═════ SOURCE MATERIAL ═════
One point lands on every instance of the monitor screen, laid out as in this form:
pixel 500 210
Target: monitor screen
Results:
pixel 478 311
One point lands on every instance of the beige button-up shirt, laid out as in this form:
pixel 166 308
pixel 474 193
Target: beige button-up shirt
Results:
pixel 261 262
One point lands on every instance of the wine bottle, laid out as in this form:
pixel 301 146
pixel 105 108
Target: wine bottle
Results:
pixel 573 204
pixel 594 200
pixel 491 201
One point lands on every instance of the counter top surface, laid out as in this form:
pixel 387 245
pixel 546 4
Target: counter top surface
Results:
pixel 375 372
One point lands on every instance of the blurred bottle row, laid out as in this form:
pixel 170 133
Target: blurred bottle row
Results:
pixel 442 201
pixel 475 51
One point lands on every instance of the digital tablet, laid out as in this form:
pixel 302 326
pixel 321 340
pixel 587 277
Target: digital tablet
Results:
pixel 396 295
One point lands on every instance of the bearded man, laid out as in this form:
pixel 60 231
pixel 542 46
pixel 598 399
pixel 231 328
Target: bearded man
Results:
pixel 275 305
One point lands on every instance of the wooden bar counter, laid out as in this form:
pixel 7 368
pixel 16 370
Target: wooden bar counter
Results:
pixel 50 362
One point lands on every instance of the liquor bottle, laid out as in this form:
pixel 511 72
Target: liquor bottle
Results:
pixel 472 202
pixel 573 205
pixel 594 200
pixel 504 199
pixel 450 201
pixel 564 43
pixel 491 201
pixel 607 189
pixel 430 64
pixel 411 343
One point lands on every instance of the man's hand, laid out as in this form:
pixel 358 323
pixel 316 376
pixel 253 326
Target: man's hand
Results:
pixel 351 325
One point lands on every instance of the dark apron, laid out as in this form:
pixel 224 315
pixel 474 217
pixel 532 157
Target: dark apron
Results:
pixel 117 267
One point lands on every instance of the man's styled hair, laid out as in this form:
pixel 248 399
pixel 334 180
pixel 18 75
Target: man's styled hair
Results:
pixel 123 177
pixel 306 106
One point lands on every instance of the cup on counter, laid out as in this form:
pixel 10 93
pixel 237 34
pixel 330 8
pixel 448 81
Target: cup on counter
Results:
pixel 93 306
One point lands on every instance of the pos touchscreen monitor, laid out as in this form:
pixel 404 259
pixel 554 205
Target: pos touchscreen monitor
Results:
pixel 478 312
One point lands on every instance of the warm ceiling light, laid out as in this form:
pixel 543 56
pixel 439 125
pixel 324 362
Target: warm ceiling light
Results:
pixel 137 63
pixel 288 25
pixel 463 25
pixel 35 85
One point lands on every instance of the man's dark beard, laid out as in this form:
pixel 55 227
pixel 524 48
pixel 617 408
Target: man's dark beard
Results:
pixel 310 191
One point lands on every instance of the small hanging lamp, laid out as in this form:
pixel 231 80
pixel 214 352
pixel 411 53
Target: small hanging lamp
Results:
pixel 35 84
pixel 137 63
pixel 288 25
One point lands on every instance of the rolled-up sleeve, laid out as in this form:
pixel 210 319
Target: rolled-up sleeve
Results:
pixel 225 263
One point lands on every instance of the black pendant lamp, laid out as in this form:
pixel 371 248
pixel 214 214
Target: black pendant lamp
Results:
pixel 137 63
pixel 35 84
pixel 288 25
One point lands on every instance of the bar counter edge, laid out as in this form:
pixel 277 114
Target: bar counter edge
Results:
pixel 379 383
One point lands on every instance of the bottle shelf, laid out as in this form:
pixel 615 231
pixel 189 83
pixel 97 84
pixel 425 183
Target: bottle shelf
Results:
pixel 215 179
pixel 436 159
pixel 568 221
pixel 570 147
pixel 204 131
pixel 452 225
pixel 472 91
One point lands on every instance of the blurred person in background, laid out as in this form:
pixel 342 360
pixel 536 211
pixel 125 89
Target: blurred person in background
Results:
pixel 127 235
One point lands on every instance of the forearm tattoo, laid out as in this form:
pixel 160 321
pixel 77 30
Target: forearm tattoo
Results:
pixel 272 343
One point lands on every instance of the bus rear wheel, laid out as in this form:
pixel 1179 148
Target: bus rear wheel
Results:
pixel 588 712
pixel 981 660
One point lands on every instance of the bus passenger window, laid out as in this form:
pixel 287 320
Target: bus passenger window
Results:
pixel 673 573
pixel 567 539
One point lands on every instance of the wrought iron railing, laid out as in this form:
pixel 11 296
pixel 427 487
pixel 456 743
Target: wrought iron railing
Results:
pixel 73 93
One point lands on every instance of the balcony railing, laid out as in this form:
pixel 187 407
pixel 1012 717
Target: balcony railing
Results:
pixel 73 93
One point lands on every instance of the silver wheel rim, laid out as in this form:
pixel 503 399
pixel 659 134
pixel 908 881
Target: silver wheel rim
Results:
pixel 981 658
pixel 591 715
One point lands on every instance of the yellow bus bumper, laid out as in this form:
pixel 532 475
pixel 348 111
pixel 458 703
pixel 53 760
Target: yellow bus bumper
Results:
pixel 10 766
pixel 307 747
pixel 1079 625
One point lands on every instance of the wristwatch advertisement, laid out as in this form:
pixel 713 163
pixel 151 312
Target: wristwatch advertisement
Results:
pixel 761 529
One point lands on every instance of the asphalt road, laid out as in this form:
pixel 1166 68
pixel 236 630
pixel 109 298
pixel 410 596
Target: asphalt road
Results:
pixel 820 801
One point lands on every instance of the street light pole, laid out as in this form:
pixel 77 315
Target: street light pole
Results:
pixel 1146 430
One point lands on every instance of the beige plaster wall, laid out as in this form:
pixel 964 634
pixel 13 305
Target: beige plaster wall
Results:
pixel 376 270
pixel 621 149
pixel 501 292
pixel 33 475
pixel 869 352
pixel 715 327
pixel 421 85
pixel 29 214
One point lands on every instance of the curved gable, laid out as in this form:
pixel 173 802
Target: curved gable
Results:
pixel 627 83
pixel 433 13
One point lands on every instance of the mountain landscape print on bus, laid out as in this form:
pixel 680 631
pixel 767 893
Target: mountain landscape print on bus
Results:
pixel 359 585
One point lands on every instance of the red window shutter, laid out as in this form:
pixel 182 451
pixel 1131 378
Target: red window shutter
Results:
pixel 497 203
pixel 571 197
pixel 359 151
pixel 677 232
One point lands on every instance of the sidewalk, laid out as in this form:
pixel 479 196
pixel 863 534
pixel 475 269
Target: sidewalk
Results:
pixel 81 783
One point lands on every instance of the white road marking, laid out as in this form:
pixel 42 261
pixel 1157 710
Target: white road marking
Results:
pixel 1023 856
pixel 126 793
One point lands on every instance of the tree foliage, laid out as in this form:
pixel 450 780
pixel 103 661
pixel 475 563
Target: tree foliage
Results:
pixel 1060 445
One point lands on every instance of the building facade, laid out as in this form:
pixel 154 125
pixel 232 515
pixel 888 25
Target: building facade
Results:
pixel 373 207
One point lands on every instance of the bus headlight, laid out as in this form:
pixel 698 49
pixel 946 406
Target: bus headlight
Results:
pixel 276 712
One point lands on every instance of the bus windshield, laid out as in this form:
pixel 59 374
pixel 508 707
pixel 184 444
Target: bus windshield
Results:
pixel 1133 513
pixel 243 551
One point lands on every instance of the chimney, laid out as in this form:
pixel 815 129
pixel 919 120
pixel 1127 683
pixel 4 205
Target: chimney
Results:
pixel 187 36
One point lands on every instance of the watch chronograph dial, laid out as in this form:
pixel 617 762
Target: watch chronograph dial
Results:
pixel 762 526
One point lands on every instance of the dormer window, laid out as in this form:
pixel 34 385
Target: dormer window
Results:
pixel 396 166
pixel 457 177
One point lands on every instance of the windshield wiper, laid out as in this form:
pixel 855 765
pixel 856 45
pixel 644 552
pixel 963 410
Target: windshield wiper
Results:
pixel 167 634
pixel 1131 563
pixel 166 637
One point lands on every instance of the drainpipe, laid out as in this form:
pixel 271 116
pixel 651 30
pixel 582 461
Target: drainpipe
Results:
═════
◆ EXERCISE REQUIREMENTS: Check each line of the entries above, and show every one holding the word "hand".

◆ RESULT OF THIS TASK:
One point lands on every instance of the man's hand, laid out as in this form:
Target: man's hand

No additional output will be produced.